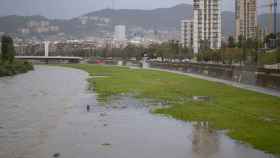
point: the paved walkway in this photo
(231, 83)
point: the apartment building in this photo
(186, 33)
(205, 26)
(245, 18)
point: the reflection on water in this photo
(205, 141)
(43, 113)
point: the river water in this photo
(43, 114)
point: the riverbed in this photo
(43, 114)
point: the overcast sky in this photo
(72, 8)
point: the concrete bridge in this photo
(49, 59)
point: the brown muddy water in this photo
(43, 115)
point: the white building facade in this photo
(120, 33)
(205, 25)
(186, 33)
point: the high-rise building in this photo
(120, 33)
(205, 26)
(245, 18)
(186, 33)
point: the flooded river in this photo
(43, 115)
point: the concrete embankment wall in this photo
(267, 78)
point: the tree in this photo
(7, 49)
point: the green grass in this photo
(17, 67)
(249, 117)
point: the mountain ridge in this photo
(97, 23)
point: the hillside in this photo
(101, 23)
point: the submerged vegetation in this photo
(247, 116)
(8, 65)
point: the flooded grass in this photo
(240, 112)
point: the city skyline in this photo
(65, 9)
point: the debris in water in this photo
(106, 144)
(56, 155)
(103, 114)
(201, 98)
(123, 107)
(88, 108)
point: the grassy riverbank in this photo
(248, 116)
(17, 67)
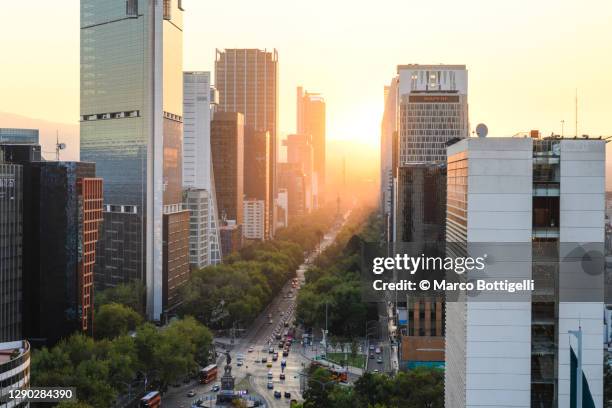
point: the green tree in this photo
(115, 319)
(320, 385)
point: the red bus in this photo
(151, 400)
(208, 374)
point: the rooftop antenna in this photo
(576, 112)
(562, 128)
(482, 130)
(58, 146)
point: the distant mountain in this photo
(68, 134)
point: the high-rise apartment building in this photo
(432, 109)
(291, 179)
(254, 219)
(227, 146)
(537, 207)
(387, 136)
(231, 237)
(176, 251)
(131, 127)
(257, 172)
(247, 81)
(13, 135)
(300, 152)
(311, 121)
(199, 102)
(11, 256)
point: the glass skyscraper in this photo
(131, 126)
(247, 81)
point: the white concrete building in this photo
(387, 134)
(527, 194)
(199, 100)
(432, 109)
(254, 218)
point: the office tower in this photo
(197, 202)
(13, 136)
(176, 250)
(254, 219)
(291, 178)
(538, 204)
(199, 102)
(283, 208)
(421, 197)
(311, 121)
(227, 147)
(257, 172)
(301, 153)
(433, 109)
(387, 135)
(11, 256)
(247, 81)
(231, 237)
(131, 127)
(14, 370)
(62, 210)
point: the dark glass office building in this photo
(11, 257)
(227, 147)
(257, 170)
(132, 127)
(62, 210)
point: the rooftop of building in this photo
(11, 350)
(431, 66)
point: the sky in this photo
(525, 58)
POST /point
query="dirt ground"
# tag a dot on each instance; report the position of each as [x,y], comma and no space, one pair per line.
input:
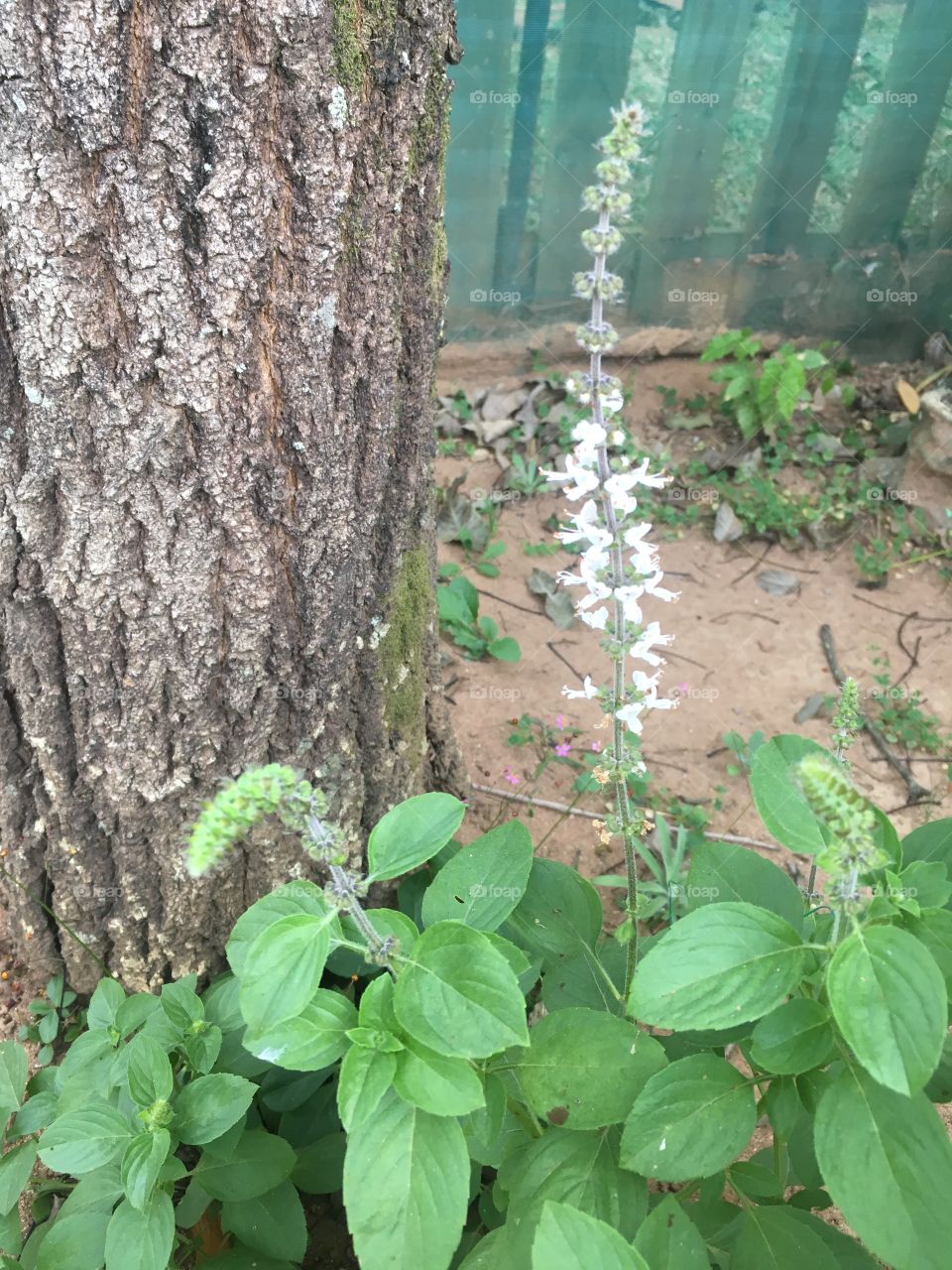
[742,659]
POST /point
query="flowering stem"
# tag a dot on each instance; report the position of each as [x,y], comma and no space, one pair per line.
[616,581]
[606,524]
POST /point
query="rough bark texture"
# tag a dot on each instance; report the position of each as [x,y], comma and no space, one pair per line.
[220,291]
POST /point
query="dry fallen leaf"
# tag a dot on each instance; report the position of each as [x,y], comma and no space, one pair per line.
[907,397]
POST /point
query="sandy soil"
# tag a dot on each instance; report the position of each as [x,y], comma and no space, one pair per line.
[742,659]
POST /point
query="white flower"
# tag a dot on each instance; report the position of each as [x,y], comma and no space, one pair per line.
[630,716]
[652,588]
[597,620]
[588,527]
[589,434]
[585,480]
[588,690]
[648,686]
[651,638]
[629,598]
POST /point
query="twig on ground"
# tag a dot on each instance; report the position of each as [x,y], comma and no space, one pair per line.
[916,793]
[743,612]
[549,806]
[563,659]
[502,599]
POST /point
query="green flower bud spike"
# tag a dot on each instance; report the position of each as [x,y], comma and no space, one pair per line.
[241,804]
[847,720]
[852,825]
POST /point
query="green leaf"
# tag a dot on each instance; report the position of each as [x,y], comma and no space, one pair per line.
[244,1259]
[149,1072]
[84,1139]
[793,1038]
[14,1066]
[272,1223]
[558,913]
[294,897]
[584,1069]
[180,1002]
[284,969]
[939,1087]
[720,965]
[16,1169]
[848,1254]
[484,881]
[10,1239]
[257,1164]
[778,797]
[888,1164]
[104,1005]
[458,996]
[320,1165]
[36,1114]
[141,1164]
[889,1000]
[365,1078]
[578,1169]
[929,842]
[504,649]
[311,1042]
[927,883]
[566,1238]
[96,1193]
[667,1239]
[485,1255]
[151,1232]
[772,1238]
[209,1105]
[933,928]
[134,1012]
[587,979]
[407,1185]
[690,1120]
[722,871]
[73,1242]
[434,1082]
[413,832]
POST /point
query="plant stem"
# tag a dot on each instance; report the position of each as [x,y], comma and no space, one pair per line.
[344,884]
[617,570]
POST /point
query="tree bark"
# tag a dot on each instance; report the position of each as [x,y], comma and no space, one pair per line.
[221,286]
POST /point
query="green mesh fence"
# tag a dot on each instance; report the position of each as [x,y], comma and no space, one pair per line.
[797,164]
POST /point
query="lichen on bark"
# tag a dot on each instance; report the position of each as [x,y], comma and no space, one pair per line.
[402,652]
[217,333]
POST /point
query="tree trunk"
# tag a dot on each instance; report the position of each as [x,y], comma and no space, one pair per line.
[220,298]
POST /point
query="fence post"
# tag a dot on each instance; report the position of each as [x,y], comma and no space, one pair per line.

.....

TASK GOAL — Take each line from the records and copy it unchanged, leaving images out.

TASK RESULT —
point: the paved walkway in this photo
(231, 83)
point: the apartment building in this photo
(186, 33)
(205, 26)
(245, 18)
point: the reflection on water in this photo
(205, 141)
(43, 113)
point: the river water in this photo
(43, 114)
point: the riverbed in this photo
(43, 114)
point: the overcast sky in this photo
(72, 8)
point: the concrete bridge in this photo
(49, 59)
point: the brown muddy water in this photo
(43, 115)
point: the white building facade in this photo
(120, 33)
(205, 25)
(186, 33)
point: the high-rise building in this photo
(120, 33)
(205, 26)
(245, 18)
(186, 33)
point: the flooded river in this photo
(43, 115)
point: the concrete embankment wall in this photo
(267, 78)
point: the tree in this photo
(7, 49)
point: the green grass in this photo
(17, 67)
(249, 117)
point: the mountain ridge in this photo
(97, 23)
point: the hillside in this photo
(101, 23)
point: the submerged vegetation in this photo
(247, 116)
(8, 65)
point: the flooded grass in this photo
(240, 112)
point: the city skyline in this photo
(65, 9)
point: the debris in water in this photo
(106, 144)
(56, 155)
(103, 114)
(201, 98)
(123, 107)
(88, 108)
point: the grassy riverbank in this photo
(248, 116)
(17, 67)
point: the green tree in this photo
(115, 319)
(320, 385)
point: the red bus in this photo
(151, 400)
(208, 374)
point: the rooftop antenna in this photo
(576, 112)
(562, 128)
(482, 130)
(58, 146)
point: the distant mountain in this photo
(68, 134)
point: the high-rise apartment building in this photo
(432, 109)
(291, 179)
(254, 219)
(227, 146)
(537, 207)
(387, 136)
(231, 237)
(176, 251)
(131, 127)
(257, 172)
(247, 81)
(13, 135)
(300, 152)
(311, 121)
(199, 102)
(11, 256)
point: the glass skyscraper in this photo
(131, 126)
(247, 81)
point: the white concrete building in this photo
(387, 134)
(527, 194)
(199, 100)
(432, 109)
(254, 218)
point: the office tower in this photo
(197, 202)
(13, 136)
(176, 250)
(254, 219)
(291, 178)
(538, 204)
(199, 102)
(283, 208)
(421, 197)
(311, 121)
(227, 147)
(257, 172)
(301, 153)
(433, 109)
(387, 135)
(11, 256)
(247, 81)
(231, 237)
(131, 127)
(14, 370)
(62, 210)
point: the dark glass office building in this photo
(11, 257)
(227, 147)
(257, 170)
(132, 127)
(62, 210)
point: the rooftop of building in this photo
(11, 350)
(431, 66)
point: the sky in this photo
(525, 58)
POST /point
query="dirt ground"
# tag a dot on each instance; report the position of each as [x,y], comma and no space, one pair per line.
input:
[742,659]
POST /point
query="flowering stem"
# tag a dot on each instance; report the position of each as [x,y], comma and no space, one pair per line.
[616,581]
[606,524]
POST /point
query="rough bark texture"
# tag a dot on each instance; report the position of each as [x,y], comma and no space, one pair per line.
[220,291]
POST /point
query="dry fallen leaf"
# tag a dot on each instance; report the position of each as [x,y], comma and no space, one pair per line.
[907,397]
POST /point
query="sandy soil"
# tag a dot on each instance; report the position of each as [x,y], comma and no space, one pair per line.
[742,659]
POST /point
query="white flower"
# tag a dot on each instance; report the position of each as [x,y], comma and no space, one pair per line.
[630,716]
[652,588]
[597,620]
[588,527]
[589,434]
[585,480]
[588,690]
[648,686]
[651,638]
[629,598]
POST /point
query="twig on ground"
# tag a dot on each instance; report the position of each as [x,y], comma and no space, one pair per line.
[916,793]
[743,612]
[549,806]
[563,659]
[502,599]
POST /point
query="green flower bud spike"
# tag a dot on each instance; report the position of each as [x,y], comma and no space, one pair per line.
[241,804]
[847,720]
[852,825]
POST /point
query="green leaf"
# tag a dot on each instance; report the position of each as [x,y], comma and no space, one pair per line.
[244,1259]
[149,1072]
[84,1139]
[793,1038]
[14,1066]
[272,1223]
[558,913]
[294,897]
[584,1069]
[180,1002]
[284,969]
[939,1087]
[720,965]
[16,1169]
[848,1254]
[484,881]
[10,1239]
[257,1164]
[778,797]
[888,1164]
[104,1005]
[458,996]
[320,1165]
[36,1114]
[141,1164]
[889,1000]
[365,1078]
[578,1169]
[929,842]
[504,649]
[311,1042]
[927,883]
[566,1238]
[96,1193]
[667,1239]
[485,1255]
[151,1232]
[772,1238]
[209,1105]
[933,928]
[134,1012]
[587,979]
[407,1185]
[690,1120]
[722,871]
[73,1242]
[434,1082]
[413,832]
POST /point
query="plant stem"
# tag a dot on each instance; report the position of each as [x,y], comma and no space, one pair per line.
[344,884]
[617,570]
POST /point
query="tree bark"
# tag a dot on each instance; report the position of each as [x,y], comma and no space, one pair per line.
[221,286]
POST /point
query="green mesh fence"
# tag a dot on each instance; report the position of each as [x,y], comma and no space, one pair per line.
[797,164]
POST /point
query="lichen on bark"
# tag a dot on each instance; report the position of each as [x,y], comma and no space, one pair per line.
[402,652]
[217,333]
POST /point
query="tree trunk"
# tag a dot on each instance; report the position of each as [x,y], comma and no space, one pair per line.
[220,298]
POST /point
query="fence post"
# tag a dot on each instance; report the position of each as [x,y], comma and no space, one pair per line.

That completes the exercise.